* How to complete this task *
Which lines of the records below contain the word "undershirt"? Show each one.

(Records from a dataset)
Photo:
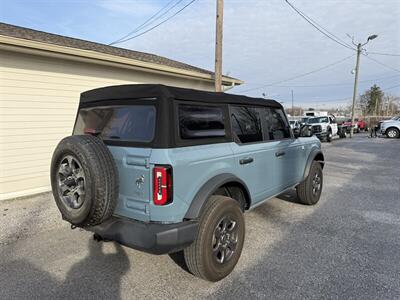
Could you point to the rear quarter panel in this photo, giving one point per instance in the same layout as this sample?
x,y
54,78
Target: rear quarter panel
x,y
192,166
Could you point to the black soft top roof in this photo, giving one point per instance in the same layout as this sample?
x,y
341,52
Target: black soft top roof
x,y
135,91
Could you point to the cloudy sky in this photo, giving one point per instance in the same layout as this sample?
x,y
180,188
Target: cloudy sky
x,y
265,42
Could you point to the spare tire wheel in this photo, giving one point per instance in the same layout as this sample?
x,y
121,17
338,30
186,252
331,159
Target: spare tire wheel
x,y
84,180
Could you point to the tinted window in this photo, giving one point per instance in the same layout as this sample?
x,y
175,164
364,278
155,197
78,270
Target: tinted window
x,y
319,120
276,124
129,123
246,124
201,121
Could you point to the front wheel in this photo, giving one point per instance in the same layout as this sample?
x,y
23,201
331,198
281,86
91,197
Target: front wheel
x,y
219,242
309,191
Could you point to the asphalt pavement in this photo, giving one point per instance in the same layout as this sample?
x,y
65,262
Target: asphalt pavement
x,y
345,247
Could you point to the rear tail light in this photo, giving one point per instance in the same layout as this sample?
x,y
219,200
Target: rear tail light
x,y
162,180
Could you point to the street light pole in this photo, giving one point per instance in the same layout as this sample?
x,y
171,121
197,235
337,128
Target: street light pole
x,y
359,49
292,104
355,88
218,46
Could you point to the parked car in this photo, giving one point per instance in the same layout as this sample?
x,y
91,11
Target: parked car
x,y
295,125
325,128
390,128
164,169
361,124
304,120
349,124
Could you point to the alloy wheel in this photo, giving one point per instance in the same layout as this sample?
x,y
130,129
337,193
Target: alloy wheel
x,y
71,182
225,239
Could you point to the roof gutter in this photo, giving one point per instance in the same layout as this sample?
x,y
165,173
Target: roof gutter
x,y
23,45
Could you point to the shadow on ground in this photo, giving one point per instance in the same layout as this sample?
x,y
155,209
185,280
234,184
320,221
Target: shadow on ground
x,y
98,275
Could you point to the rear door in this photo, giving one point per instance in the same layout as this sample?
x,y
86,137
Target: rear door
x,y
254,158
289,153
128,130
332,121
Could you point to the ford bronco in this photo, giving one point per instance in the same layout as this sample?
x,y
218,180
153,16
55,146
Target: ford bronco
x,y
164,169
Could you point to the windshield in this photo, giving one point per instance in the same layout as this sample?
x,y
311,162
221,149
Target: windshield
x,y
126,122
318,120
304,120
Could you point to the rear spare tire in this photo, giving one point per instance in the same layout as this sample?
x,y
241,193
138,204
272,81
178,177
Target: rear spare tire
x,y
84,180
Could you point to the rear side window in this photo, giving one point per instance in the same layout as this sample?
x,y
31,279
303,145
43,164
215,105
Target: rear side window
x,y
135,123
198,121
246,124
276,124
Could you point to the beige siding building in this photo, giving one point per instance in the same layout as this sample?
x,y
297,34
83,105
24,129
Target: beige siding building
x,y
41,78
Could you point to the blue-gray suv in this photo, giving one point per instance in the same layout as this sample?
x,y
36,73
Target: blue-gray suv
x,y
164,169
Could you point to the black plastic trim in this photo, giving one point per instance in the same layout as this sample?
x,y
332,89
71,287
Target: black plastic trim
x,y
209,188
310,159
154,238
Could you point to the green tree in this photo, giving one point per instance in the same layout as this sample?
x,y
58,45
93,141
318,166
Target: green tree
x,y
371,102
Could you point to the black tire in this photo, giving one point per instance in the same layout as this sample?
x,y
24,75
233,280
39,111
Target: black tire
x,y
199,256
329,136
84,180
392,133
307,191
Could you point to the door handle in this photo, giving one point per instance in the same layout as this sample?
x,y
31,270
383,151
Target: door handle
x,y
280,153
246,160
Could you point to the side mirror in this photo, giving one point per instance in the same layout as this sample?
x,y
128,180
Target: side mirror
x,y
306,131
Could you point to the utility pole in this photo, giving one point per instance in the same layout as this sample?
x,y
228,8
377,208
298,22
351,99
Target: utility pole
x,y
359,49
293,105
355,88
218,46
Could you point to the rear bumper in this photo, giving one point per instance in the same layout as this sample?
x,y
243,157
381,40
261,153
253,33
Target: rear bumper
x,y
153,238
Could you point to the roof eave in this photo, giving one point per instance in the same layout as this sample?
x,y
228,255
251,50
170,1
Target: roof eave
x,y
89,54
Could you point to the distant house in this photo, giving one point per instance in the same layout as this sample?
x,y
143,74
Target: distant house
x,y
42,75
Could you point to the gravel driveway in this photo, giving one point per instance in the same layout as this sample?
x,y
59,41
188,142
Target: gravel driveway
x,y
347,246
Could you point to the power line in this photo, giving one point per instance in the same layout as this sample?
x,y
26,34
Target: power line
x,y
300,75
380,53
319,27
392,87
150,20
381,63
159,24
333,84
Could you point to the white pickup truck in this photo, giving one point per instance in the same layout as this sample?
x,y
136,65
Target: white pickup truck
x,y
325,128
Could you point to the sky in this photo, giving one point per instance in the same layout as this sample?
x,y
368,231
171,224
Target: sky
x,y
265,41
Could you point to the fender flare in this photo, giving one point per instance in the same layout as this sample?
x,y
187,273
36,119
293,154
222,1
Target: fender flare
x,y
207,190
311,158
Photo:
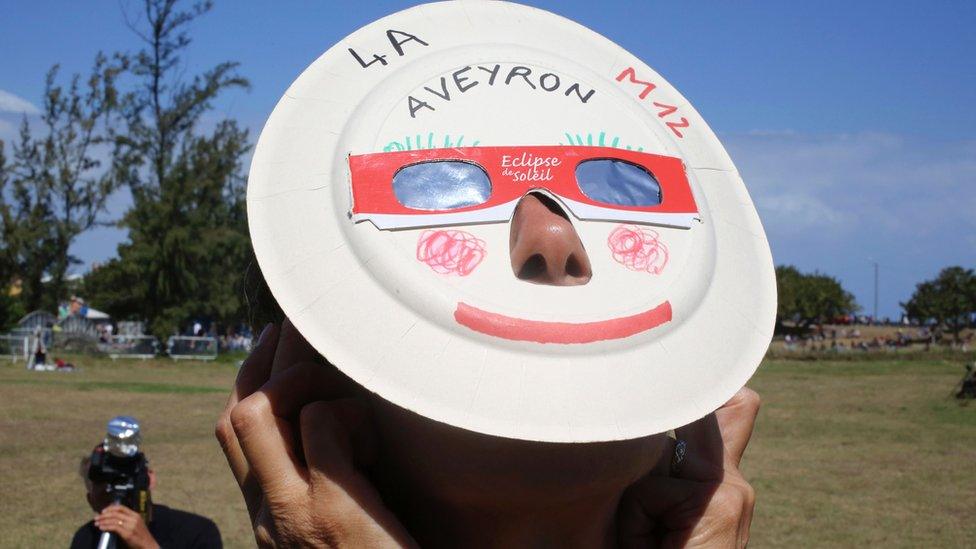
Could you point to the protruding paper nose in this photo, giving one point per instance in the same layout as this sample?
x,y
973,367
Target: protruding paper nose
x,y
544,246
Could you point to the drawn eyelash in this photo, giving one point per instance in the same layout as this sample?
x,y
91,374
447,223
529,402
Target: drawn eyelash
x,y
600,141
417,142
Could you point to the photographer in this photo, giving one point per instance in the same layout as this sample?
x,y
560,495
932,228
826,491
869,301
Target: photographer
x,y
165,527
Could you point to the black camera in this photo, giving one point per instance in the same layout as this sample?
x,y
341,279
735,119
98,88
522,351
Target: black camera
x,y
119,466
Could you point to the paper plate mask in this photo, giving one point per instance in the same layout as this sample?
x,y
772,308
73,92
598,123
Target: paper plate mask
x,y
380,198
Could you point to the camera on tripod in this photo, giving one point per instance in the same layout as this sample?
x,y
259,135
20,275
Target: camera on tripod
x,y
119,465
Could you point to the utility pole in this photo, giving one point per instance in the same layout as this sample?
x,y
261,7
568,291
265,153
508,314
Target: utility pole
x,y
875,291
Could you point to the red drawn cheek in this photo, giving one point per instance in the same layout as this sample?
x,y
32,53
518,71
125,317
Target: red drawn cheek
x,y
638,248
450,251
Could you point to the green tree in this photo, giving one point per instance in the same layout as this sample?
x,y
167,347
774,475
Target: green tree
x,y
810,298
949,300
57,185
188,243
10,308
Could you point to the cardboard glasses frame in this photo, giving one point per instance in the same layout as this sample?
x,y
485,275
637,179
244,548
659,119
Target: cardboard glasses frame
x,y
512,173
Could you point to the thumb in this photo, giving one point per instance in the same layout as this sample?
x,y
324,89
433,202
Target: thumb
x,y
327,436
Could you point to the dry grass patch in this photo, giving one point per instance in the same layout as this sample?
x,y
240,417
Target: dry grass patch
x,y
845,453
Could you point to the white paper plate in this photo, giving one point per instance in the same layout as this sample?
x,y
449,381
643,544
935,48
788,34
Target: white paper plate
x,y
397,325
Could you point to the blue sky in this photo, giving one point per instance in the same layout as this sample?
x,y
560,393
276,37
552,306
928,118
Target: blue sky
x,y
853,124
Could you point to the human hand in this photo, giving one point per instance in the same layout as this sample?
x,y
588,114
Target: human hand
x,y
292,432
127,524
707,503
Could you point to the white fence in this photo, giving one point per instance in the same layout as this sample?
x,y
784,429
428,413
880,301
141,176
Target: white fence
x,y
15,347
193,348
130,346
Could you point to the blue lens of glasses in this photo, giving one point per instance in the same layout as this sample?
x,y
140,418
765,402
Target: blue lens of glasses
x,y
618,182
441,185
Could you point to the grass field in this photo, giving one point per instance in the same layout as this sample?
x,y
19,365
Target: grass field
x,y
845,454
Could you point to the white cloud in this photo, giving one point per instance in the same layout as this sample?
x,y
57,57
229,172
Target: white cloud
x,y
830,202
7,130
12,103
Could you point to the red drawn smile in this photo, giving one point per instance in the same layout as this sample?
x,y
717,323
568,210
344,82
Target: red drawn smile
x,y
539,331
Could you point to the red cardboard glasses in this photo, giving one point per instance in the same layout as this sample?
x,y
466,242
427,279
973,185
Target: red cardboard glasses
x,y
437,187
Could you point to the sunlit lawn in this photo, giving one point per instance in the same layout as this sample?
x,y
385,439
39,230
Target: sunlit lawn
x,y
845,453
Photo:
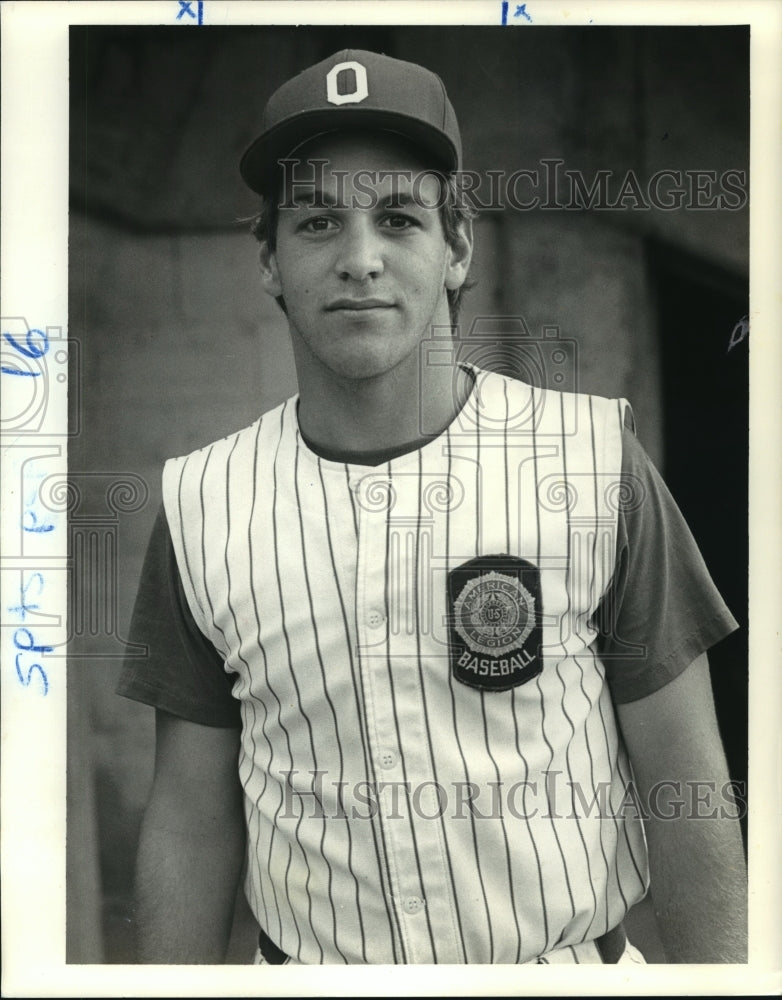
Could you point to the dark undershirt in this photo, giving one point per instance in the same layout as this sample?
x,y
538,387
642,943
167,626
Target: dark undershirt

* Answer *
Could you point to the dark undershirt in this photo, giving one point per instance in the same layout as this sample?
Target: dark undershirt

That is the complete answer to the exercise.